## The task
When the string "round" is part of a line below, that line should be copied.

### Data for processing ###

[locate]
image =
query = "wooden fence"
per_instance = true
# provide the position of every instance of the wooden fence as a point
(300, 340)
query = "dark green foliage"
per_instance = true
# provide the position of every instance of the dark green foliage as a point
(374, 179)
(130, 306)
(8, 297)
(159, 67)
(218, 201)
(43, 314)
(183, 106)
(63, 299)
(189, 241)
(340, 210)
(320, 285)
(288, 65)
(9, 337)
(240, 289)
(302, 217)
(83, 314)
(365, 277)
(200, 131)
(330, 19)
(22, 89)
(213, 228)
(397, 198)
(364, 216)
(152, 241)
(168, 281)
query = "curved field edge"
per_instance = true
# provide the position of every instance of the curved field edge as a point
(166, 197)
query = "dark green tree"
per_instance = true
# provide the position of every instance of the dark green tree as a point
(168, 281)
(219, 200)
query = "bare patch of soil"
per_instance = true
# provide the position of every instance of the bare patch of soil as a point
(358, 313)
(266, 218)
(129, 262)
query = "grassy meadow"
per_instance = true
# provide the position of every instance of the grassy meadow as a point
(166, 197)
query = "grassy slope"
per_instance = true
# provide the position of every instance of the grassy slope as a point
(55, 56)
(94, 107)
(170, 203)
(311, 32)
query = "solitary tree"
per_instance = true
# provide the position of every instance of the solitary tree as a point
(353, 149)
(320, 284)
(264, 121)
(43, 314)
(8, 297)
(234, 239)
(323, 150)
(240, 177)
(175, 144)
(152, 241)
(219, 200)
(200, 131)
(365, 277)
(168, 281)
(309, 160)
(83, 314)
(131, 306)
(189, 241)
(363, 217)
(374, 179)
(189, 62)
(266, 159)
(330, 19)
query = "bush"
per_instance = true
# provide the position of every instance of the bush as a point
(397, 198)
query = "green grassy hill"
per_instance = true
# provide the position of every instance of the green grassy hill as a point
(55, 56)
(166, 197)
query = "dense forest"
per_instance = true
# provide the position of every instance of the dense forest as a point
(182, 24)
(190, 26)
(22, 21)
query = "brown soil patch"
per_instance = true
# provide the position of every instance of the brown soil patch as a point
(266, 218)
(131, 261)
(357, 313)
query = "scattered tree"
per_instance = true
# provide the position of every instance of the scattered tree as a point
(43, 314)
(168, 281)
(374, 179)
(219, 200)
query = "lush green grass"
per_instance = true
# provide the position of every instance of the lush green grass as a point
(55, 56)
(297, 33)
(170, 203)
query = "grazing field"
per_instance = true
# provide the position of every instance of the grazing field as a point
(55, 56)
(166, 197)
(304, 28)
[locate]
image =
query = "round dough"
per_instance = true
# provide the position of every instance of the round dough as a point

###

## Response to this task
query = "round dough"
# provide the position of every instance of the round dough as a point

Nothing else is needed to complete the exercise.